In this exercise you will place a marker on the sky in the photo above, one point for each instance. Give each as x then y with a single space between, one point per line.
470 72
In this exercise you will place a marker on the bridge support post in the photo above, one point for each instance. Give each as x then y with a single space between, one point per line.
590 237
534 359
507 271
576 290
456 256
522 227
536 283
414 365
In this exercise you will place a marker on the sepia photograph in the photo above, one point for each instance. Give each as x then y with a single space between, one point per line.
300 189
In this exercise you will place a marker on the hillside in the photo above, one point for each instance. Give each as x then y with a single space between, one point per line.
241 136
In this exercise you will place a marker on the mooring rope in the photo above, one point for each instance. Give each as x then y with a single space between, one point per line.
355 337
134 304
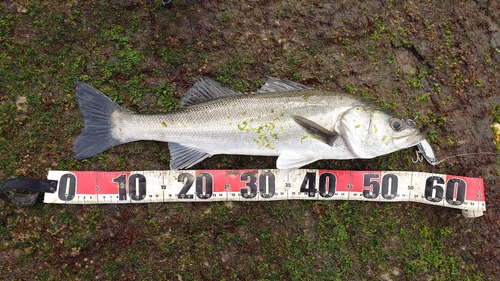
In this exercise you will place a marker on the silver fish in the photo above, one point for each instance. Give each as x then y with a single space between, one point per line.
294 122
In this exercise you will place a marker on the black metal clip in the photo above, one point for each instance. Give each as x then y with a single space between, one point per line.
24 184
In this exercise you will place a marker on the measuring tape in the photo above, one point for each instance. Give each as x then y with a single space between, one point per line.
83 187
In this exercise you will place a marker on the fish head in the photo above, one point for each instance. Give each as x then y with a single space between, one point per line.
371 132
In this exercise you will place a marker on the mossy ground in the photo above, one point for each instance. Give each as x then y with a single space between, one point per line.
434 60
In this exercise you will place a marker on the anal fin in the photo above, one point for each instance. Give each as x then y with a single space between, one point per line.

• **The exercise**
Please rewrite everything from the line containing "In this exercise you will place a marker on the black" down to the end of the listing as a JSON list of strings, one string per line, with blank lines left out.

• **Response to this task**
[
  "In this exercise you will place a marker on the black metal clip in the photo above, one point for each instance. Give each as x then y with a single space between, one point per line.",
  "24 184",
  "In this exercise you will place a marker on the measuring tape in the photo above, one point for each instance. Give each as x then y with a single space between, one point per line.",
  "83 187",
  "In this exercise you will place a marker on the fish head in the photo above, one point for each instance. Give each as x then y with a single space between, one point per line.",
  "371 132",
  "In this exercise you will place a marker on the mossy ground in the photo above, one point for each instance. Give each as x then y with a single space between, one point per line.",
  "434 60",
  "In this exercise you will place a marker on the anal fin in the photo above, one point for each instance. Give each as x then y with a single space between, one point per line."
]